◆ OBJECTIVES
1: Decide whether each statement agrees with the passage on The Plague Dogs below, answering yes or no and quoting the words that settle it: (a) The Plague Dogs is Adams' second novel. (b) Snitter and Rowf are dogs. (c) The dogs are safe and secure in the world of man.
2: Using the passage on The Plague Dogs below, answer these questions:
(a) Which Adams novel is called a mythical bear saga?
(b) Who are the whitecoats?
(c) In which region do the dogs face the cold?
3: Write the next part of the passage on The Plague Dogs below, picking up after its final sentence.

The Plague Dogs Analysis

The Plague Dogs (Literary Masterpieces, Volume 17)

The Plague Dogs is Richard Adams’ third novel, and like the acclaimed rabbit epic Watership Down and the mythical bear saga Shardik, this work focuses on the animal world. As in the first two novels, Adams’ storytelling art compels the reader into so strong an empathy with the creatures that the beasts become brothers, and their quest for survival against terrible odds and stronger forces becomes intensely personal while at the same time epic in scope and magnitude. Here, however, Adams’ central characters, Snitter and Rowf, are dogs, so thoroughly domesticated that their instincts have been deadened. For them, therefore, a return to the wild world of nature is perilous, uncomfortable, and ironically unnatural. However, they are not safe and secure in the world of man either. They are always on the run—first from the whitecoats (doctors performing experiments upon animals) and starvation; then from sheepherders and the cold of the Lake District; and finally from paratroopers, the British government, and their own despair.

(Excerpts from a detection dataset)
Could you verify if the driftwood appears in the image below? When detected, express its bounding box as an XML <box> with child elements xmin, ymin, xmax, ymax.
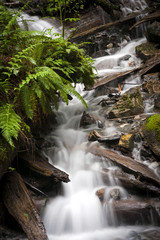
<box><xmin>72</xmin><ymin>10</ymin><xmax>148</xmax><ymax>41</ymax></box>
<box><xmin>110</xmin><ymin>199</ymin><xmax>160</xmax><ymax>225</ymax></box>
<box><xmin>20</xmin><ymin>153</ymin><xmax>70</xmax><ymax>182</ymax></box>
<box><xmin>129</xmin><ymin>10</ymin><xmax>160</xmax><ymax>30</ymax></box>
<box><xmin>102</xmin><ymin>169</ymin><xmax>160</xmax><ymax>196</ymax></box>
<box><xmin>3</xmin><ymin>171</ymin><xmax>48</xmax><ymax>240</ymax></box>
<box><xmin>89</xmin><ymin>53</ymin><xmax>160</xmax><ymax>90</ymax></box>
<box><xmin>87</xmin><ymin>147</ymin><xmax>160</xmax><ymax>187</ymax></box>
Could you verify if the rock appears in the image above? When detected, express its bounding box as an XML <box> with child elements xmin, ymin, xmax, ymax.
<box><xmin>154</xmin><ymin>94</ymin><xmax>160</xmax><ymax>111</ymax></box>
<box><xmin>118</xmin><ymin>134</ymin><xmax>134</xmax><ymax>151</ymax></box>
<box><xmin>3</xmin><ymin>171</ymin><xmax>48</xmax><ymax>240</ymax></box>
<box><xmin>140</xmin><ymin>114</ymin><xmax>160</xmax><ymax>157</ymax></box>
<box><xmin>96</xmin><ymin>188</ymin><xmax>105</xmax><ymax>201</ymax></box>
<box><xmin>142</xmin><ymin>72</ymin><xmax>160</xmax><ymax>94</ymax></box>
<box><xmin>106</xmin><ymin>43</ymin><xmax>113</xmax><ymax>48</ymax></box>
<box><xmin>106</xmin><ymin>87</ymin><xmax>144</xmax><ymax>119</ymax></box>
<box><xmin>112</xmin><ymin>199</ymin><xmax>160</xmax><ymax>226</ymax></box>
<box><xmin>136</xmin><ymin>42</ymin><xmax>160</xmax><ymax>62</ymax></box>
<box><xmin>88</xmin><ymin>130</ymin><xmax>102</xmax><ymax>142</ymax></box>
<box><xmin>146</xmin><ymin>21</ymin><xmax>160</xmax><ymax>45</ymax></box>
<box><xmin>109</xmin><ymin>188</ymin><xmax>121</xmax><ymax>200</ymax></box>
<box><xmin>102</xmin><ymin>169</ymin><xmax>160</xmax><ymax>197</ymax></box>
<box><xmin>88</xmin><ymin>130</ymin><xmax>120</xmax><ymax>144</ymax></box>
<box><xmin>87</xmin><ymin>146</ymin><xmax>160</xmax><ymax>187</ymax></box>
<box><xmin>80</xmin><ymin>111</ymin><xmax>96</xmax><ymax>127</ymax></box>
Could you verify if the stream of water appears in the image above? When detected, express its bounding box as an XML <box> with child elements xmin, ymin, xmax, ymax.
<box><xmin>20</xmin><ymin>0</ymin><xmax>160</xmax><ymax>240</ymax></box>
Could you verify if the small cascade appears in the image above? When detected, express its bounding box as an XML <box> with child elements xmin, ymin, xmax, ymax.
<box><xmin>121</xmin><ymin>0</ymin><xmax>148</xmax><ymax>38</ymax></box>
<box><xmin>120</xmin><ymin>0</ymin><xmax>148</xmax><ymax>17</ymax></box>
<box><xmin>95</xmin><ymin>38</ymin><xmax>146</xmax><ymax>77</ymax></box>
<box><xmin>15</xmin><ymin>0</ymin><xmax>160</xmax><ymax>240</ymax></box>
<box><xmin>18</xmin><ymin>13</ymin><xmax>61</xmax><ymax>37</ymax></box>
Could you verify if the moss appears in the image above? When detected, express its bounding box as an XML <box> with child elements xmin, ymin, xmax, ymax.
<box><xmin>146</xmin><ymin>114</ymin><xmax>160</xmax><ymax>141</ymax></box>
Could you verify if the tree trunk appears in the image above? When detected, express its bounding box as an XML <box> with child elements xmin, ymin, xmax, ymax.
<box><xmin>3</xmin><ymin>171</ymin><xmax>48</xmax><ymax>240</ymax></box>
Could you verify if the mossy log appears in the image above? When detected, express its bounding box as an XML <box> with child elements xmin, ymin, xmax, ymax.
<box><xmin>102</xmin><ymin>169</ymin><xmax>160</xmax><ymax>197</ymax></box>
<box><xmin>3</xmin><ymin>171</ymin><xmax>48</xmax><ymax>240</ymax></box>
<box><xmin>87</xmin><ymin>147</ymin><xmax>160</xmax><ymax>187</ymax></box>
<box><xmin>19</xmin><ymin>153</ymin><xmax>70</xmax><ymax>182</ymax></box>
<box><xmin>111</xmin><ymin>199</ymin><xmax>160</xmax><ymax>225</ymax></box>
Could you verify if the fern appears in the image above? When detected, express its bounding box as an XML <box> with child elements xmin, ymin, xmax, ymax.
<box><xmin>0</xmin><ymin>104</ymin><xmax>21</xmax><ymax>147</ymax></box>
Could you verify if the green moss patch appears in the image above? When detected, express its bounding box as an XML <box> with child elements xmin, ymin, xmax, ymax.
<box><xmin>146</xmin><ymin>114</ymin><xmax>160</xmax><ymax>141</ymax></box>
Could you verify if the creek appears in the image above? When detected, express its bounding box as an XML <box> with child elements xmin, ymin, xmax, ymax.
<box><xmin>20</xmin><ymin>1</ymin><xmax>160</xmax><ymax>240</ymax></box>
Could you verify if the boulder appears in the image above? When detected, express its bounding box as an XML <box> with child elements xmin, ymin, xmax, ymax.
<box><xmin>136</xmin><ymin>42</ymin><xmax>159</xmax><ymax>62</ymax></box>
<box><xmin>140</xmin><ymin>114</ymin><xmax>160</xmax><ymax>157</ymax></box>
<box><xmin>80</xmin><ymin>111</ymin><xmax>96</xmax><ymax>127</ymax></box>
<box><xmin>142</xmin><ymin>72</ymin><xmax>160</xmax><ymax>94</ymax></box>
<box><xmin>106</xmin><ymin>87</ymin><xmax>144</xmax><ymax>119</ymax></box>
<box><xmin>118</xmin><ymin>134</ymin><xmax>134</xmax><ymax>151</ymax></box>
<box><xmin>146</xmin><ymin>21</ymin><xmax>160</xmax><ymax>45</ymax></box>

◆ OUTPUTS BY TASK
1:
(a) No: "The Plague Dogs is Richard Adams’ third novel"
(b) Yes: "Adams’ central characters, Snitter and Rowf, are dogs"
(c) No: "However, they are not safe and secure in the world of man either."

2:
(a) Shardik
(b) Doctors performing experiments upon animals
(c) The Lake District

3:
Laced throughout the narrative of the month and a half dodge in the wild is a rather heavyhanded satiric attack on man, the cause of the dogs’ decision to flee. Adams attacks government bureaucrats, unscrupulous journalists, and unfeeling scientists—men who have lost sight of their purpose and responsibility. The message is that man has been grossly irresponsible in managing the natural world, and that the institutions of his own creation are corrupt, self-serving, lifeless, and destructive, especially of man’s dignity. The attack suffers only from its hyperbole, even as the dog saga suffers from its sentimentality, Adams’ touch being more exuberant than subtle. Nevertheless, The Plague Dogs offers much to marvel at and enjoy, particularly in its characterizations.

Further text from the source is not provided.